— START —

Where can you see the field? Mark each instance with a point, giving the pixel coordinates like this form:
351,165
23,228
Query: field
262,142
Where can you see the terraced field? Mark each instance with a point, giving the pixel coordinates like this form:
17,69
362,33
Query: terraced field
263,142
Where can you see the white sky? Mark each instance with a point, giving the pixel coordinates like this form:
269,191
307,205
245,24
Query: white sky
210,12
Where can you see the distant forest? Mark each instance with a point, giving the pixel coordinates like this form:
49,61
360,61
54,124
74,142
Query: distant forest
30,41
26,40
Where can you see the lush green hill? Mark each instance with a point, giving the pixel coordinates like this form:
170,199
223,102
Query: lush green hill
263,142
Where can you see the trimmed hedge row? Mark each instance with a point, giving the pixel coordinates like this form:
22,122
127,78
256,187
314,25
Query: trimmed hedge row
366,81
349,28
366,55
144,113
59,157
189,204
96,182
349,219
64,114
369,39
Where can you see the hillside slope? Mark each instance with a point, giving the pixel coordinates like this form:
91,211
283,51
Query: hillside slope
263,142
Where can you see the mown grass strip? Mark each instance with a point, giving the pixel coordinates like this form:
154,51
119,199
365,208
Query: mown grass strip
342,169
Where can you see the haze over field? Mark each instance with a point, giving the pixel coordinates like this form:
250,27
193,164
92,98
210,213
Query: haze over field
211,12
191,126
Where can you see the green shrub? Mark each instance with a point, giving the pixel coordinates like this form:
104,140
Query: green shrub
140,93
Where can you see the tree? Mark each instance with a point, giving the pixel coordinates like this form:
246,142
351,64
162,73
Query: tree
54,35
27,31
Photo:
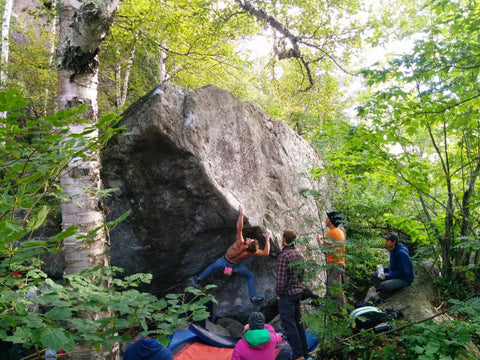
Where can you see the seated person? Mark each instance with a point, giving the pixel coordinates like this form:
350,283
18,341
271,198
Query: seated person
399,273
147,348
258,342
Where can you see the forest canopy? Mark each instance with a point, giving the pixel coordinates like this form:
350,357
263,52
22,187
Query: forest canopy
399,135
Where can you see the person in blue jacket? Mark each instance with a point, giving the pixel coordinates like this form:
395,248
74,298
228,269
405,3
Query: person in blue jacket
147,348
398,274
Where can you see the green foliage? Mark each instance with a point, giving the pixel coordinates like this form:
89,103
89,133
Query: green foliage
35,311
430,340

— END —

What to do:
Lay out the records from the line containing "Where can you see the tree?" through the end of the records as a JSON list of strings, one string per line, skipping blank lines and leaving out the picture.

The answer:
[
  "Where can you see the tree? Mark each instance with a point, giving the pixel coordinates like this form:",
  "246,142",
  "351,64",
  "162,73",
  "Query: tree",
  "54,35",
  "27,31",
  "Photo:",
  "Where can you see the seated person? Mark each instance with a point, giving the pixel coordinates like this form:",
  "350,283",
  "18,341",
  "271,198",
  "Query: seated person",
  "399,273",
  "147,348",
  "258,342",
  "Where can you see the forest canopy? Mark each instance with a point, giving the pixel coordinates like this form:",
  "350,357",
  "263,52",
  "22,187",
  "Query: forest canopy",
  "399,135",
  "Where can you see the person in blue jacket? Mark each instance with a point, giving the pixel coordinates like this form:",
  "395,248",
  "74,298",
  "228,269",
  "405,3",
  "Query: person in blue jacket",
  "147,348",
  "398,274",
  "Where can you see the green foliage? Mark each instance with a point, giving the pixel coordinates like this form:",
  "89,103",
  "89,133",
  "Query: green foliage",
  "35,311",
  "430,340"
]